*REQUIREMENT*. Please retype the entries below exactly as they are written.

*WORKING DATA*.
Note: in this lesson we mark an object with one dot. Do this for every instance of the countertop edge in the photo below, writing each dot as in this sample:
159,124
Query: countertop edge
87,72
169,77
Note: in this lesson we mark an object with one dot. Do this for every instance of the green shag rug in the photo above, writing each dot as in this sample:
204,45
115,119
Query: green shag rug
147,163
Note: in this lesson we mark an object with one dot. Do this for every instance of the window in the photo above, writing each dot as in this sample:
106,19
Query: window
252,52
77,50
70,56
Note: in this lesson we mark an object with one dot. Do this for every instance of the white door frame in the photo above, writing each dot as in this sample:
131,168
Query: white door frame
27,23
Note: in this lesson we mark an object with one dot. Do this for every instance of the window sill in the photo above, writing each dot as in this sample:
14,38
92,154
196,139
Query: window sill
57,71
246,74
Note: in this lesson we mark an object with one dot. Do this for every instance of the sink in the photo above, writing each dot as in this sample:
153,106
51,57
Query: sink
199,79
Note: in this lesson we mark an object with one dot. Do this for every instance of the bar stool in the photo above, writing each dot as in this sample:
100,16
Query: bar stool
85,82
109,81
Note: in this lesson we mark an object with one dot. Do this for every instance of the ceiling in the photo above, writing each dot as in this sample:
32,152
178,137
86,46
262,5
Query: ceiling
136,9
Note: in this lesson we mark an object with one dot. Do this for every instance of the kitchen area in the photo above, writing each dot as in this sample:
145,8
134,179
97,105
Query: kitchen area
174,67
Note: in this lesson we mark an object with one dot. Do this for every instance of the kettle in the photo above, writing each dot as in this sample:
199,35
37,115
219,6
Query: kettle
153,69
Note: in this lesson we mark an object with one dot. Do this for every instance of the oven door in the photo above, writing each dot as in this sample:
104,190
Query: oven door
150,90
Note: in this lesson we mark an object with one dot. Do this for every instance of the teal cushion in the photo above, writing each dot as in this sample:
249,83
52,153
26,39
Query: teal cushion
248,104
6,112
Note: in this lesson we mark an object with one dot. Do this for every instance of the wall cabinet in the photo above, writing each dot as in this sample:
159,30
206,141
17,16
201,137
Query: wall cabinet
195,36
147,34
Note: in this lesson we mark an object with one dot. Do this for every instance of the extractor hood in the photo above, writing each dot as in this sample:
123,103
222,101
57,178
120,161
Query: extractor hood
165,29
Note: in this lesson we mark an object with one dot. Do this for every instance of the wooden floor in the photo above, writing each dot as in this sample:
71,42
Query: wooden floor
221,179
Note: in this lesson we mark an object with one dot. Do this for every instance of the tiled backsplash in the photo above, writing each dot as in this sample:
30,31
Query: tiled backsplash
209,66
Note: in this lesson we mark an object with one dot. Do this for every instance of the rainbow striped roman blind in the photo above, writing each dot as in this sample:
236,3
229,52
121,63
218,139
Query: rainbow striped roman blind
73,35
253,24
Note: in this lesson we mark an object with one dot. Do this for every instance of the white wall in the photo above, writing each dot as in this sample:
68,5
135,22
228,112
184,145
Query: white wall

*EXERCISE ANSWER*.
Note: in this lesson we mark an object with one dot. Do this for every instance of the countertop edge in the photo below, writing each dot as in this sample:
159,124
Query: countertop edge
87,72
169,77
Note: in this lesson we mark an object with one dot. Do this for every instance of the green shag rug in the photo above, writing each dot as in this sample:
204,45
115,119
Query: green shag rug
147,163
Note: in this lesson we mark an object with one dot. Do this for every instance of the window in the photo above, writing each dot as in this sample:
106,19
Query: window
252,52
77,50
70,56
Note: in this lesson we mark an object with one dot. Do this for every instance of the white door frame in the photo above, writing each dot as in this sample:
131,168
Query: white door frame
27,23
Note: in this lesson we mark an object with one dot. Do this for every instance of the window sill in the photo above, writing each dot as in this sample:
14,38
92,154
196,139
Query: window sill
57,71
246,74
Note: in this lesson we mark an object with one dot. Do this for every instance of the sink in the photo above, writing each dot as in this sample:
153,106
51,57
Query: sink
199,79
Note: in this lesson we mark an object with one dot. Do this for every instance of the bar stool in the photo above, writing each dot as in this sample:
100,16
Query: bar stool
85,82
109,81
Note: in this lesson we mark an object with one dot. Do this for every instance of the ceiling in the photo above, writing each dot as in this sample:
32,152
178,137
86,46
262,5
Query: ceiling
136,9
Note: in this lesson we mark an object with one dot. Do this for every instance of the kitchen area in the photo above, writing each dot as in this sample:
145,8
134,179
97,105
Query: kitchen area
174,67
Note: in this lesson we mark an object with one dot. Do this for every instance of the kettle in the photo above, writing each dot as in this sample:
199,35
37,115
219,6
Query: kettle
153,69
Note: in this lesson we mark an object with one dot. Do this for every instance of the oven door in the photo above, writing each dot as in this sample:
104,190
Query: oven door
150,90
Note: in this lesson we mark an object with one dot. Do this for every instance of the teal cushion in the photo above, writing each dot as in this sample:
249,83
52,153
26,39
Query: teal cushion
248,104
6,112
Note: in this lesson we mark an object with one dot. Do this for every instance of the wall cabinet in the photo above, writing each dot as in this sample:
159,30
206,141
17,16
201,137
Query: wall cabinet
195,36
147,34
Note: in this lesson we mark an object with one dot. Do this for every instance of the extractor hood in the photo above, writing each dot as in this sample:
123,103
222,101
57,178
120,161
Query: extractor hood
165,29
Note: in this lesson we mark an object with one dot. Do this for every instance of the wooden floor in the photo above, writing each dot as in this sample:
71,42
Query: wooden floor
221,179
Note: in this lesson we mark an object with one dot. Do this for every instance of the tiled backsplash in the photo above, writing each dot as in this sample:
30,31
Query: tiled backsplash
209,66
Note: in this lesson we mark an object with one dot. Do this for every instance of the rainbow striped roman blind in the photo above, writing each dot as in this sample:
236,3
229,52
121,63
218,139
Query: rainbow striped roman blind
73,35
253,24
Note: in this lesson we mark an object with one dot. Do this for every instance of the white wall in the photo above, writing each dot as in this sample:
68,5
135,22
228,112
184,145
Query: white wall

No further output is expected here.